[Exercise brief]: Copy the lines of the items exactly, starting at the line that contains "the blue dog" and ending at the line that contains "(1101, 535)", including both of those lines.

[Given records]:
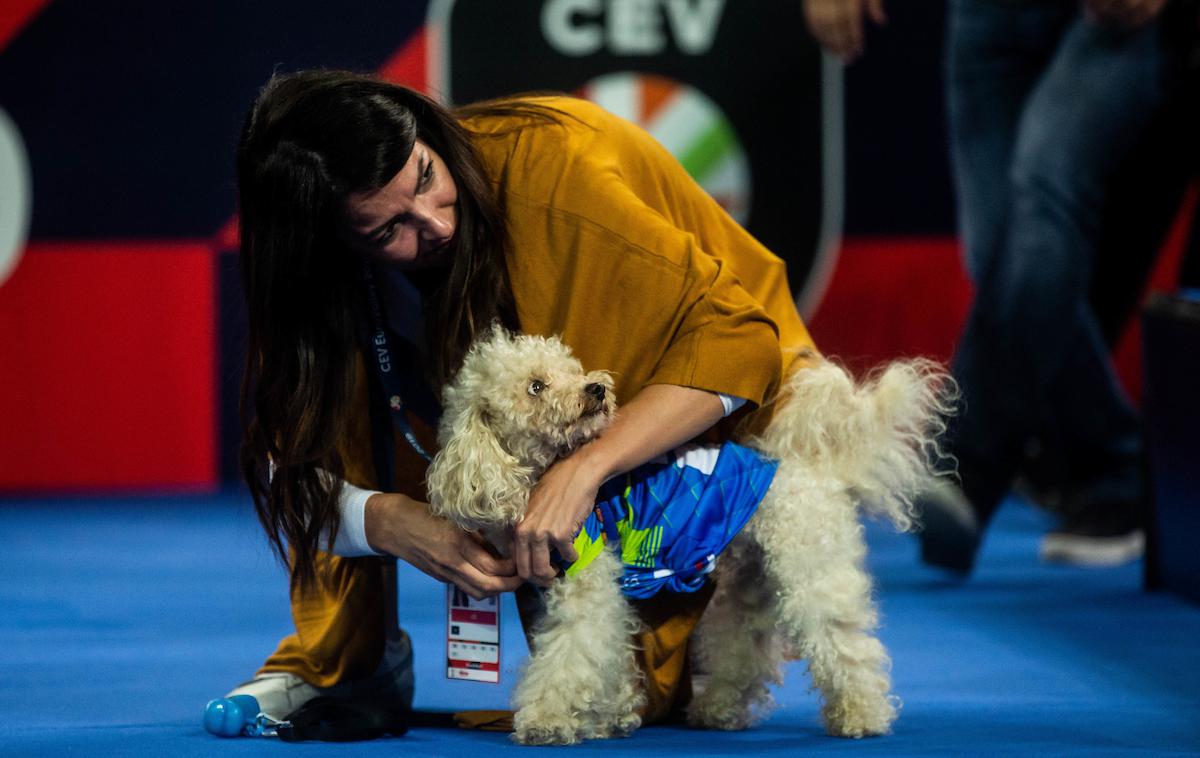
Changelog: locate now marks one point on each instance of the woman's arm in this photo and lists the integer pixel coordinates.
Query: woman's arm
(658, 419)
(402, 527)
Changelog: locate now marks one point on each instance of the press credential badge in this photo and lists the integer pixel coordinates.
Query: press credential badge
(473, 637)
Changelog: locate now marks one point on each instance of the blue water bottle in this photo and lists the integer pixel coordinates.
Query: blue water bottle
(233, 716)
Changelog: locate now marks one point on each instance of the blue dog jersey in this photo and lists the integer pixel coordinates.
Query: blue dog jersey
(673, 516)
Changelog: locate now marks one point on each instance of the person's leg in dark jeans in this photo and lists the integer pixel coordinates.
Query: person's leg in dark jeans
(1031, 324)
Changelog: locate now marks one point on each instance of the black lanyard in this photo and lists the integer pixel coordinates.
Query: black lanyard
(385, 362)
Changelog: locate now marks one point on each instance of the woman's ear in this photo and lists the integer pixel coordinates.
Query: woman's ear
(472, 480)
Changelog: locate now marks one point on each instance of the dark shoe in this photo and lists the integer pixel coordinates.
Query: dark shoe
(951, 531)
(1101, 535)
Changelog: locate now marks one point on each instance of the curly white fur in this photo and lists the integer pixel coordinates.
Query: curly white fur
(792, 579)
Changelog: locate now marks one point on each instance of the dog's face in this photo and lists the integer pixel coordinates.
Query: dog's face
(516, 405)
(533, 396)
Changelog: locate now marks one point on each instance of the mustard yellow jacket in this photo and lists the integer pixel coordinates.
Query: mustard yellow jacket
(616, 248)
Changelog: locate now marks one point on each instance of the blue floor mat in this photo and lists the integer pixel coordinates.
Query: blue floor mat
(120, 618)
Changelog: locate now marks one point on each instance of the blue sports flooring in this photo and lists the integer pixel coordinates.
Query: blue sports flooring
(120, 618)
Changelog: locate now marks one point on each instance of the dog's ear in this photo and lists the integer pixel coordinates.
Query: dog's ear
(472, 480)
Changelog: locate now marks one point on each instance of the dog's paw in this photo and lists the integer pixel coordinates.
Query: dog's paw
(541, 728)
(857, 717)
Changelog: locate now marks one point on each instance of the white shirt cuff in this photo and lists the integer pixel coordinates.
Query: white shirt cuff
(730, 402)
(352, 535)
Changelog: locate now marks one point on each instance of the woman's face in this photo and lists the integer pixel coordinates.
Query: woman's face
(411, 221)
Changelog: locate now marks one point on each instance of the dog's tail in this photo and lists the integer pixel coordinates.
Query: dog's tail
(879, 437)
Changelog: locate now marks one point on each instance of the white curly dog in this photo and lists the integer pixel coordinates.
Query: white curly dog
(792, 583)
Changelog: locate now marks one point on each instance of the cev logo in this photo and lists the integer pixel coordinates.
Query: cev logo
(16, 193)
(630, 26)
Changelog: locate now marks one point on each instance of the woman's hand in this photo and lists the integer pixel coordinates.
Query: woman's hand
(405, 528)
(661, 416)
(838, 24)
(558, 506)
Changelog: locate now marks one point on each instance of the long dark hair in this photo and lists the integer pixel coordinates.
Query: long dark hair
(311, 139)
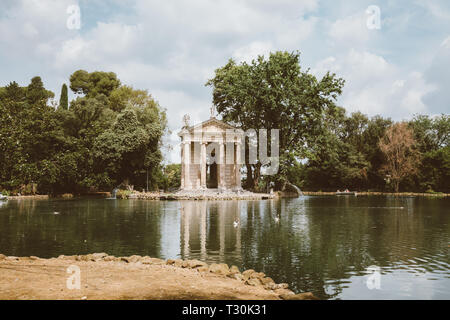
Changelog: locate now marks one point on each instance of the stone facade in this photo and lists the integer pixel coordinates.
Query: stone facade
(210, 156)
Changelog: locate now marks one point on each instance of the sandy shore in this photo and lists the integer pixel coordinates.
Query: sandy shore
(118, 278)
(393, 194)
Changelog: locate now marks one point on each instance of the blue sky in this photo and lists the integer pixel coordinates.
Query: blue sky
(172, 47)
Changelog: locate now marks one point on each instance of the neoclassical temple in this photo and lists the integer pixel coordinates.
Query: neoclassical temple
(210, 155)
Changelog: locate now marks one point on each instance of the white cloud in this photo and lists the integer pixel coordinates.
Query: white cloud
(171, 48)
(375, 86)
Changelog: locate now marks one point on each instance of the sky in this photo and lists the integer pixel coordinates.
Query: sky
(397, 68)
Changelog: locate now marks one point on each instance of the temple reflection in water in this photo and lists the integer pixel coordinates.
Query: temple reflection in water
(210, 227)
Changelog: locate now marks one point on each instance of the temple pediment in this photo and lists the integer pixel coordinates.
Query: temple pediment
(210, 125)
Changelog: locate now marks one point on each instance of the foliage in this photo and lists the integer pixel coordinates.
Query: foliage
(274, 93)
(64, 98)
(399, 148)
(92, 145)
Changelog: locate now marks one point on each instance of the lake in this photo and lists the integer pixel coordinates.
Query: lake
(338, 247)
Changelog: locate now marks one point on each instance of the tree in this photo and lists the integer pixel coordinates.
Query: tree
(94, 83)
(64, 98)
(401, 156)
(274, 93)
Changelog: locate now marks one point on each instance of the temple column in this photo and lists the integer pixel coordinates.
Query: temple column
(187, 160)
(221, 182)
(238, 166)
(203, 165)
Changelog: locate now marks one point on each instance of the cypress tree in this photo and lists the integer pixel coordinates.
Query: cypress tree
(64, 99)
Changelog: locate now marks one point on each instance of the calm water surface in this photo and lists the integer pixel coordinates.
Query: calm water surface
(327, 245)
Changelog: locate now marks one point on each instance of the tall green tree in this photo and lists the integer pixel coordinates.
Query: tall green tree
(275, 93)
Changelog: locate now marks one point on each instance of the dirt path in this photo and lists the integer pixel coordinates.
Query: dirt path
(107, 277)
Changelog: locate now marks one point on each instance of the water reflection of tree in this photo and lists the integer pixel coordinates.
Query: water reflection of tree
(338, 240)
(80, 227)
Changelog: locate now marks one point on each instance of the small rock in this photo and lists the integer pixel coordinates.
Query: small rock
(178, 263)
(283, 291)
(257, 275)
(267, 280)
(185, 264)
(238, 276)
(12, 258)
(203, 269)
(271, 286)
(98, 256)
(131, 259)
(109, 258)
(148, 260)
(219, 268)
(196, 263)
(247, 273)
(253, 282)
(234, 270)
(282, 286)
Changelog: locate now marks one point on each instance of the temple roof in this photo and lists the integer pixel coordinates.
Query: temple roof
(211, 122)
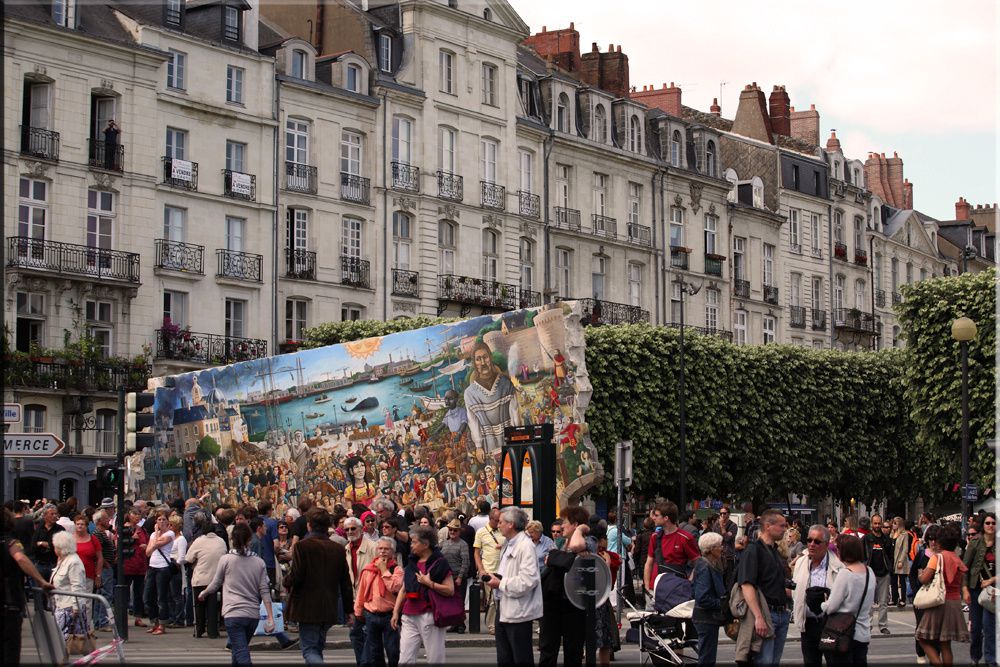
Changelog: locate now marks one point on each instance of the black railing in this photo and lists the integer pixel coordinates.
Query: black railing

[Complete answer]:
Changelog: locate now marks one point on each instance of the blue dog jersey in this photo and lists the integer pixel coordinates.
Query: blue dog jersey
(673, 516)
Changelog: locate now marks one point on each instance of the person's leg in dark jeans in this photo and lists the integer pixel coordinates.
Query: person's leg in dark jeans
(1031, 324)
Changelog: locate now marks one point on each instance of the black lanyard in this photo and lists the integer pixel coordinates.
Query: black lanyard
(385, 362)
Changelog: locate now marks one point on each instance of the woman's ear in this photo and lists the integer pixel coordinates.
Query: woman's ear
(472, 480)
Changelog: locate now marks one point on each instance of the dark shoe in this photo and lists the integer pixel coordinates.
Query: dark shoe
(951, 531)
(1101, 535)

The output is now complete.